▸ **WHAT YOU WILL DO**: Print the listing once more, exactly as it stands.

[DATASET EXTRACT Boundary: Start]

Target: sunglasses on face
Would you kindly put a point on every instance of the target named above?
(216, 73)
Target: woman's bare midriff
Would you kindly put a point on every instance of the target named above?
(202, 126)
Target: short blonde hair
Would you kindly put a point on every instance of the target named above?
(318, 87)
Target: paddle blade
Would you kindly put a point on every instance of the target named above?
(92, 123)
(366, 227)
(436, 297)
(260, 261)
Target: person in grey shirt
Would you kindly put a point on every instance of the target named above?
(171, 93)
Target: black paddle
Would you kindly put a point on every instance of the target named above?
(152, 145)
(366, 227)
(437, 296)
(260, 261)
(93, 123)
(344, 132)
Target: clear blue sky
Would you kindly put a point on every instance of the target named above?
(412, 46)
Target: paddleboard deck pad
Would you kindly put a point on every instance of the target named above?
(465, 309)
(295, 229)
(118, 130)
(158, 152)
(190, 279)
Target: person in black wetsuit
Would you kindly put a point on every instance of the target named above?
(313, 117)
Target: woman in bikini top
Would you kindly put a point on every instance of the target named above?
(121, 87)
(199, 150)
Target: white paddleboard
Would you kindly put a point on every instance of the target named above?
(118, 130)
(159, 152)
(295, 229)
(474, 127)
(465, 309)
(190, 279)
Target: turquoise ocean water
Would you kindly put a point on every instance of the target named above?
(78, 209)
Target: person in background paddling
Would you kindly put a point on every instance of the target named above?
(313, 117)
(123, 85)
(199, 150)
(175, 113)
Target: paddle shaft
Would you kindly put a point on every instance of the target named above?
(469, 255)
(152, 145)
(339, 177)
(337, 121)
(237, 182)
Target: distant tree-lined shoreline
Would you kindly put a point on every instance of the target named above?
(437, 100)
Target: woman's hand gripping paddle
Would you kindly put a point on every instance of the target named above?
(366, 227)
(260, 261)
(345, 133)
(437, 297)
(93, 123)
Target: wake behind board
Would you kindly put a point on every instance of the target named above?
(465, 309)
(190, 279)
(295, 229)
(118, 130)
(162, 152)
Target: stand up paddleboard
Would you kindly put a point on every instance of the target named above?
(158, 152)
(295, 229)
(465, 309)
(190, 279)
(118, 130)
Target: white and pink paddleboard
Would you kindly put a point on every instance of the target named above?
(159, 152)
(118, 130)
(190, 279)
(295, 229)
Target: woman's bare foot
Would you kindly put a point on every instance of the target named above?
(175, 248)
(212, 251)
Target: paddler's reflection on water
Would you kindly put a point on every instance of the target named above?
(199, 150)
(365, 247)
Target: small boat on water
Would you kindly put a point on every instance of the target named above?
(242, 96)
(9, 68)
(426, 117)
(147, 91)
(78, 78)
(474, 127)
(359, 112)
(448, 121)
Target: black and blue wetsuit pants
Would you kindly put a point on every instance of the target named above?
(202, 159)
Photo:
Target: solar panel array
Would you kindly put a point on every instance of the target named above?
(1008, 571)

[DATASET EXTRACT Boundary: End]

▸ **ANSWER FOR THE TASK**:
Target: sunglasses on face
Would you kindly put a point on every instance of the target named above?
(216, 73)
Target: woman's bare midriff
Would you kindly put a point on every instance of the target named above?
(202, 126)
Target: short blonde hair
Would you kindly put a point on every instance of the target named above?
(318, 87)
Target: paddle blade
Would you kindly put a point on every instance of the target named above?
(92, 123)
(366, 227)
(436, 297)
(260, 261)
Target: person in grey shirt
Would you kindly put a point on every instance of the target named above?
(171, 93)
Target: black paddle
Would you kindly put a point on every instance of the target named above?
(152, 145)
(366, 227)
(437, 296)
(260, 261)
(93, 123)
(344, 132)
Target: clear blue sky
Would you kindly put a point on every instance of the target named above?
(412, 46)
Target: paddleboard deck pad
Would you kindly put a point on every instance of the target named above?
(465, 309)
(295, 229)
(118, 130)
(158, 152)
(190, 279)
Target: person in black wetsuit
Would you kindly put a point on every instance of the target named above?
(313, 117)
Target: woman in bikini top
Would you kindly put a point on every instance of the target named above?
(121, 87)
(199, 150)
Target: white paddleboard
Would you kindly put a point on every instance of the target named above?
(118, 130)
(159, 152)
(295, 229)
(474, 127)
(465, 309)
(190, 279)
Target: turquoise ocean water
Would you kindly put a point on every instance of the target named above?
(78, 209)
Target: person in background paddling
Would you kindly put a point on every instance of the target named above?
(313, 117)
(123, 85)
(199, 150)
(175, 113)
Target: paddle shaft
Would you kindly put a point on every instance of the target named above?
(469, 255)
(152, 145)
(339, 177)
(337, 121)
(237, 182)
Target: distant tree-lined shoreline
Would you kindly put a point on every instance of the target named above?
(437, 100)
Target: woman's hand gripping paddle
Would you kindly put a point on every instance of the target named above?
(366, 227)
(260, 261)
(345, 133)
(437, 297)
(93, 123)
Target: wake behind board
Would you kindly put a point on every instance of the target named above?
(465, 309)
(190, 279)
(295, 229)
(118, 130)
(162, 152)
Target: stand up paddleboard
Would you kindly put a point on every instance of the target named above?
(158, 152)
(295, 229)
(465, 309)
(190, 279)
(118, 130)
Target: white and pink paddleboard
Would you kindly put a point on every instance of the target named above?
(159, 152)
(118, 130)
(190, 279)
(295, 229)
Target: woman's bare foot
Would you kindly put a point on every instance of the target named above?
(175, 248)
(212, 251)
Target: paddler's reflection on water
Would you kindly put a point on every instance of the target named above?
(199, 150)
(365, 247)
Target: small boat on water
Would you kindly put a point on every instance of the target named above?
(242, 96)
(9, 68)
(426, 117)
(147, 91)
(78, 78)
(474, 127)
(359, 112)
(448, 121)
Target: black and blue wetsuit pants
Would you kindly put a point on every instance of the target named above?
(202, 159)
Photo:
Target: solar panel array
Would you kindly put a point on every instance of the target named above?
(1008, 571)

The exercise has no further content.